_Getoonde tekst_
◆ ◆ ◆ ◆ ◆

8. Omdat het hier gaat om een belastend (voor eiser nadelig) besluit, is het aan verweerder om aannemelijk te maken dat daarvan sprake is. De rechtbank is van oordeel dat verweerder voldoende heeft aangetoond dat eiser op 3 april 2020 verwijtbaar werkloos is geworden. Hij heeft immers een vast dienstverband als zorgverlener, met werk voor 4 dagen per week of meer, op eigen initiatief beëindigd en in de plaats daarvan een uitzendovereenkomst fase A zonder uitzendbeding voor de duur van één maand geaccepteerd, met als arbeidstijd 10 uren per week. Deze overeenkomst is met nog een maand verlengd, maar het dienstverband eindigde van rechtswege op 2 april 2020. Gelet hierop heeft verweerder met juistheid overwogen dat de ingetreden werkloosheid in overwegende mate het gevolg is van het feit dat eiser bij zijn voorlaatste werkgever ontslag heeft genomen als zorgverlener. Uit geen van de overgelegde gedingstukken valt af te leiden dat voor eiser sprake was van een positieverbetering doordat hij bij [B.V.] meer zou gaan verdienen, of dat eiser begin februari 2020 uitzicht had op een langere arbeidsovereenkomst. Het enkele gegeven dat de opdrachtgever blijkens een overgelegd getuigschrift tevreden was over de inzet van eiser maakt dit niet anders. Ook verder is niet gebleken dat aan de voortzetting van het dienstverband dat eiser als zorgverlener had, zodanige bezwaren waren verbonden, dat voortzetting redelijkerwijs niet van hem kon worden gevergd. Daarom heeft eiser een voorzienbaar risico genomen dat hij na één of twee maanden werkloos zou worden. Verweerder heeft dus terecht het standpunt ingenomen dat eiser verwijtbaar werkloos is geworden. Er zijn geen aanknopingspunten om te oordelen dat de werkloosheid eiser niet in overwegende mate kan worden verweten.

◆ ◆ ◆ ◆ ◆

(Gegevens voor het aanwijzen van regio's)
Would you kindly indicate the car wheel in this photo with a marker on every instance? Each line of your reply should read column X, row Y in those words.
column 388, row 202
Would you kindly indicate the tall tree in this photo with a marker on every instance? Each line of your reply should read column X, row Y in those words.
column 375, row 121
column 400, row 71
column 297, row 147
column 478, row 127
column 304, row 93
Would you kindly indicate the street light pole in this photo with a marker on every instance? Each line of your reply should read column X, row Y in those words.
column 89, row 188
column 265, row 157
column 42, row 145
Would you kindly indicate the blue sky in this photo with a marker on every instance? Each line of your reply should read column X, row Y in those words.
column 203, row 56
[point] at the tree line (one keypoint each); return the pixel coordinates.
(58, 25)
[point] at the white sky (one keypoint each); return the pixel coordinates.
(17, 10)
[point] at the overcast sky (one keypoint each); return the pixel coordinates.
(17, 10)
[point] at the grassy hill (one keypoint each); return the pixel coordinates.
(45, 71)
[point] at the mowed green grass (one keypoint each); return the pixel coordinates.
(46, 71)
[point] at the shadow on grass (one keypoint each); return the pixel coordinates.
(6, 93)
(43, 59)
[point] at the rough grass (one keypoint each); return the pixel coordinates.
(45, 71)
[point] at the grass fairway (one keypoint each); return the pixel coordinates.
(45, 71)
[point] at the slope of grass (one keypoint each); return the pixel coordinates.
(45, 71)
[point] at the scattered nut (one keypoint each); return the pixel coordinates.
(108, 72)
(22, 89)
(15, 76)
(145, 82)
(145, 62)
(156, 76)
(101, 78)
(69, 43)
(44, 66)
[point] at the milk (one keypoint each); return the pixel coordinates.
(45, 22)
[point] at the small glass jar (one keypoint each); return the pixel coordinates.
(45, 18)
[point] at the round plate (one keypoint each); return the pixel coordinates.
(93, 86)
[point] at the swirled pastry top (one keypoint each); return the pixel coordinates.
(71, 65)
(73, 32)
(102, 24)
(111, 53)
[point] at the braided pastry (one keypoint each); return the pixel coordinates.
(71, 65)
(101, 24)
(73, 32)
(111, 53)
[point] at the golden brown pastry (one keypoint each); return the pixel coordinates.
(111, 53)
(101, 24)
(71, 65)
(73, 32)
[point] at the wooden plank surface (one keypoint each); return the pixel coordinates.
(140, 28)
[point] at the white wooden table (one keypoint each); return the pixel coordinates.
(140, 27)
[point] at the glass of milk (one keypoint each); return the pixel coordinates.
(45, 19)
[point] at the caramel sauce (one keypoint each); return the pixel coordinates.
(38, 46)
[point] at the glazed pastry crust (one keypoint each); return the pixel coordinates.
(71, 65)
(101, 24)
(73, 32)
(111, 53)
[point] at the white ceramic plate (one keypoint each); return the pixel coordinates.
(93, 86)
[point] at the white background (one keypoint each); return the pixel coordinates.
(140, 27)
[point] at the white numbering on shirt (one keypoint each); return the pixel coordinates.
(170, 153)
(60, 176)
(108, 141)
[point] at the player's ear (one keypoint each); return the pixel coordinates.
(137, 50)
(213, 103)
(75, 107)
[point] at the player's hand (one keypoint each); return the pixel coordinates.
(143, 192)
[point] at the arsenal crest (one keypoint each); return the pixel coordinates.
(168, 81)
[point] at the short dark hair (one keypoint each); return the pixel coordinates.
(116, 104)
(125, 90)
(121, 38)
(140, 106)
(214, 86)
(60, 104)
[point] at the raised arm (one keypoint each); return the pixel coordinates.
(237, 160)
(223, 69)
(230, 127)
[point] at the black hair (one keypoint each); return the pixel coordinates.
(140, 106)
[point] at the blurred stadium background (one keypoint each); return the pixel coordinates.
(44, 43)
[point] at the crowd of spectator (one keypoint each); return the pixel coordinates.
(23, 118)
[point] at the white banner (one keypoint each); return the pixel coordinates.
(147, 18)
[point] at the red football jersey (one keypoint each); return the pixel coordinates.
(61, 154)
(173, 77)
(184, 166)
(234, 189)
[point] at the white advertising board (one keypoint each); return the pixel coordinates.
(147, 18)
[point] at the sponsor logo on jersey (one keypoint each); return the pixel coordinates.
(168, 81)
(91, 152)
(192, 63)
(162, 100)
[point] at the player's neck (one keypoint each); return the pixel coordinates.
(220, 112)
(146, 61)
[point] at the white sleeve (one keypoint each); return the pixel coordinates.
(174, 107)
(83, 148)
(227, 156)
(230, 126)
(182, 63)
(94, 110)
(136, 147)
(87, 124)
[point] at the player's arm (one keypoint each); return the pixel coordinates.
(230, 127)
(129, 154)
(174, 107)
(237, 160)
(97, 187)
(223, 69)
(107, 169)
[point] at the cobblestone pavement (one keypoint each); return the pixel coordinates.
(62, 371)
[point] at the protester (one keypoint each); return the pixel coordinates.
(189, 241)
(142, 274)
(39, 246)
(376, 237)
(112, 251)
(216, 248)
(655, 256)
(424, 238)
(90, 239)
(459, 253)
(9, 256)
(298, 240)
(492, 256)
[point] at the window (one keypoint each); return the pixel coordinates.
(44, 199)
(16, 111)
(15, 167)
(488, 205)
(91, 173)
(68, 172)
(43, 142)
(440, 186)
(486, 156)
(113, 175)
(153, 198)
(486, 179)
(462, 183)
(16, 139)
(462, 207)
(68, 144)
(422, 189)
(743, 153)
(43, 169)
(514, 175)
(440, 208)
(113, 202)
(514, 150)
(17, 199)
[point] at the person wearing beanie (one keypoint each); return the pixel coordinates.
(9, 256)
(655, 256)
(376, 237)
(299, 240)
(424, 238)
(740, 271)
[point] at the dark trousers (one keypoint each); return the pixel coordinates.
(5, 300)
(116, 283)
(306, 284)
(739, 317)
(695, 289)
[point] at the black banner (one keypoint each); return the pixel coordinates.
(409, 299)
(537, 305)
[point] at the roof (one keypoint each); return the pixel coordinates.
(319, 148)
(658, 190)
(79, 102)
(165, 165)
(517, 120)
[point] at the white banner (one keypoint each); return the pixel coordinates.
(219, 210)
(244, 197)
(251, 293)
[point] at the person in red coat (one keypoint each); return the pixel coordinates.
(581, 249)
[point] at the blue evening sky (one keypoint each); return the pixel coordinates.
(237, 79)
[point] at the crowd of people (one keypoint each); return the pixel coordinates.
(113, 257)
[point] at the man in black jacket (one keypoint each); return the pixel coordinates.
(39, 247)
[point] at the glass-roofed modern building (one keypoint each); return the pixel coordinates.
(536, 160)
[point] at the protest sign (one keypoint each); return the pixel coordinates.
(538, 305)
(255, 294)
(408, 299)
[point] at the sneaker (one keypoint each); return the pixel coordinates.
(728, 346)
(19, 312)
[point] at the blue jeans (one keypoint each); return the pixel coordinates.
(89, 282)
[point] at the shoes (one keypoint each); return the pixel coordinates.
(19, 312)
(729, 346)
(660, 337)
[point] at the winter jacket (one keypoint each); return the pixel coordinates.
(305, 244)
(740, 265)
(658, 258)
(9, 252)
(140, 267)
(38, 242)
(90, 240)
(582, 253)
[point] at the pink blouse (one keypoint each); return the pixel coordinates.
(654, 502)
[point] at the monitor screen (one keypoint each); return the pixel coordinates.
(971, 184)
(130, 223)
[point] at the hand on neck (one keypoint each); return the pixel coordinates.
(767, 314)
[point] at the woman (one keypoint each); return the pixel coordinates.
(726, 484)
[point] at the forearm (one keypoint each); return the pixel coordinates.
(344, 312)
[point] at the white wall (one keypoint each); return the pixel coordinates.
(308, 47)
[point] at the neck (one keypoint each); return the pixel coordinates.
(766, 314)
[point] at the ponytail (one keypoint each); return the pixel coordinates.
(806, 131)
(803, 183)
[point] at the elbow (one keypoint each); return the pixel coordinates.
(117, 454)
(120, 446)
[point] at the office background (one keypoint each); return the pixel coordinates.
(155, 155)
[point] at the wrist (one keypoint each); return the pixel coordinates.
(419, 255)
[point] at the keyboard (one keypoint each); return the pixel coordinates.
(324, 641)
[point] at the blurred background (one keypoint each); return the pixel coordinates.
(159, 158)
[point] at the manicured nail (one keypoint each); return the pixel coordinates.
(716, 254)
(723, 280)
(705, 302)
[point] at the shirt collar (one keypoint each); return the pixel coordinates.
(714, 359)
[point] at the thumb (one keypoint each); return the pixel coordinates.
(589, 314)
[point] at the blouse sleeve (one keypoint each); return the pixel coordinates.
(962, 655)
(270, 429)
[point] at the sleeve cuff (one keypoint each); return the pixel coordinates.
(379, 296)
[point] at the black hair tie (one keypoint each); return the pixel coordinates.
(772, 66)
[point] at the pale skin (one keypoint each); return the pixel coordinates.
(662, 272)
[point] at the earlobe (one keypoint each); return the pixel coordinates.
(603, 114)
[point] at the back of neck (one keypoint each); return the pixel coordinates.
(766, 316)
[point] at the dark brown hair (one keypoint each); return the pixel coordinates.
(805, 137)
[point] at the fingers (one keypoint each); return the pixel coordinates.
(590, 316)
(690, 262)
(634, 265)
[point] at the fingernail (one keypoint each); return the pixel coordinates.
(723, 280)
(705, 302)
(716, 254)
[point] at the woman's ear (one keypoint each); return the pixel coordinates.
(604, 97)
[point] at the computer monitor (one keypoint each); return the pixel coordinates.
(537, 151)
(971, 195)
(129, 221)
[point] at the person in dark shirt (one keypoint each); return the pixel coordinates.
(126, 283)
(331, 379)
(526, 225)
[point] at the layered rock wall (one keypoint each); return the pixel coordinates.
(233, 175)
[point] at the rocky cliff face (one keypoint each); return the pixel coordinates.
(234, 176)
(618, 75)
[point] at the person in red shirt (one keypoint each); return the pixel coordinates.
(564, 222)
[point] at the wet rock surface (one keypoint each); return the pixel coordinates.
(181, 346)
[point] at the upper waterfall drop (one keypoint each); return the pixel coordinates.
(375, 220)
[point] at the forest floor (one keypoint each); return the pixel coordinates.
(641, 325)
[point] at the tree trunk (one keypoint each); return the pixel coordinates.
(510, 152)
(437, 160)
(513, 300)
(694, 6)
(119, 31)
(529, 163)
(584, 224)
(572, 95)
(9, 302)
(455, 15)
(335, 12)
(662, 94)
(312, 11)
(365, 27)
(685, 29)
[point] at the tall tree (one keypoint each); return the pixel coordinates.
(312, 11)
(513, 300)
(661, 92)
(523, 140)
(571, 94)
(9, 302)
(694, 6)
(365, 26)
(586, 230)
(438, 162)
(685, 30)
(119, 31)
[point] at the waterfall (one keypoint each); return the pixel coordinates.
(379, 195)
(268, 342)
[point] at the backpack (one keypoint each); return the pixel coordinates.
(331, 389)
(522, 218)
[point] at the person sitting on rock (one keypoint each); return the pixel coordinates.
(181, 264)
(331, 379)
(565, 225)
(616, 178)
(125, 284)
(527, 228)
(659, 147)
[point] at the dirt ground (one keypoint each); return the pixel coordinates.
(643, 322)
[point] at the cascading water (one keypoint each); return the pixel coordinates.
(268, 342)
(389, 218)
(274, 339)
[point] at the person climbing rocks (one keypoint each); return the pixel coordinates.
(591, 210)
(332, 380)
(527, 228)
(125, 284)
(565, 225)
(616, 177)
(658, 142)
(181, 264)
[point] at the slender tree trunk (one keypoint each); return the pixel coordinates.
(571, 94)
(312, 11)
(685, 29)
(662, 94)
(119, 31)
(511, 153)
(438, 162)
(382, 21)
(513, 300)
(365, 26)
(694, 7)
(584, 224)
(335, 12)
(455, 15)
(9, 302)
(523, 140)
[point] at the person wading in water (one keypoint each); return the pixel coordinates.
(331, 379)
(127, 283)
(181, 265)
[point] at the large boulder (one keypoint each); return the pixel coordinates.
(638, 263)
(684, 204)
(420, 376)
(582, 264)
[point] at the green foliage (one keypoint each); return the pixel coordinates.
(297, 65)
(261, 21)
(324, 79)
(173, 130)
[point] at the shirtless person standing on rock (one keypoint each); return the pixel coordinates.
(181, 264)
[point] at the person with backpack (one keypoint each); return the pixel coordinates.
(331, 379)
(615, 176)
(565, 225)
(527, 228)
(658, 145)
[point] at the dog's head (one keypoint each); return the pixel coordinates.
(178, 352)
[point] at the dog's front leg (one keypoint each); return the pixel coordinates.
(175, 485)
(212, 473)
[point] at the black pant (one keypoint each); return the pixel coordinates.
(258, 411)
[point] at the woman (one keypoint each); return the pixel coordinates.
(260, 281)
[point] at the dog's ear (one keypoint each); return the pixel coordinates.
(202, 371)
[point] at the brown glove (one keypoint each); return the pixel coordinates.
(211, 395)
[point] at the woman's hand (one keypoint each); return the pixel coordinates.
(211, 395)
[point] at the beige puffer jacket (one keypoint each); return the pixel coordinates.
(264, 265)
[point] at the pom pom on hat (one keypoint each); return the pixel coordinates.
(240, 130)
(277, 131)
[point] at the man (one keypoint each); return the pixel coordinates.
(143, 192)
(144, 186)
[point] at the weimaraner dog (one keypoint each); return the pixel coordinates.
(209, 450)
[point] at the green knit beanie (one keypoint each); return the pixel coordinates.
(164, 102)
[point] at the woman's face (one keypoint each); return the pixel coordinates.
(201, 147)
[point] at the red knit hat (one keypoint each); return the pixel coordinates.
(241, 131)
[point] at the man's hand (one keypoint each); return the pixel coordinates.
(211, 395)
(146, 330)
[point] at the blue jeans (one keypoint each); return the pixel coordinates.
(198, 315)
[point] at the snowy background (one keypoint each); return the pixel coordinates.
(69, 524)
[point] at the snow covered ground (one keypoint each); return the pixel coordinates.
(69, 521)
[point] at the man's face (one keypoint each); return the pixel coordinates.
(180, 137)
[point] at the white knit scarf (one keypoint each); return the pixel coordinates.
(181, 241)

◆ ◆ ◆ ◆ ◆

_Jouw opdracht_
Zet de rechterlijke overweging over de verwijtbare werkloosheid van eiser voort, aansluitend op de laatste zin ervan.

_Uitwerking opdracht_
9. Verweerder is terecht tot het oordeel is gekomen dat eiser verwijtbaar werkloos is geworden. Dit had moeten leiden tot de beslissing om de WW-uitkering niet uit te betalen. Omdat het resultaat voor eiser hetzelfde is, en hij dus door de onjuiste motivering van het bestreden besluit niet in zijn belangen is geschaad, zal de rechtbank het geconstateerde motiveringsgebrek met toepassing van artikel 6:22 van de Algemene wet bestuursrecht (Awb) passeren.
10. Het beroep is ongegrond.
11. Voor een proceskostenveroordeling bestaat geen aanleiding.

Beslissing

De rechtbank verklaart het beroep ongegrond.
Deze uitspraak is gedaan door mr. C.J. Waterbolk, rechter, in aanwezigheid van
mr. R.A.E. Bach, griffier. De uitspraak is uitgesproken in het openbaar op 29 juni 2021.
griffier
rechter
Een afschrift van deze uitspraak is verzonden aan partijen op:

Bent u het niet eens met deze uitspraak?

Als u het niet eens bent met deze uitspraak, kunt u een brief sturen naar de Centrale Raad van Beroep waarin u uitlegt waarom u het er niet mee eens bent. Dit heet een beroepschrift. U moet dit beroepschrift indienen binnen 6 weken na de dag waarop deze uitspraak is verzonden. U ziet deze datum hierboven.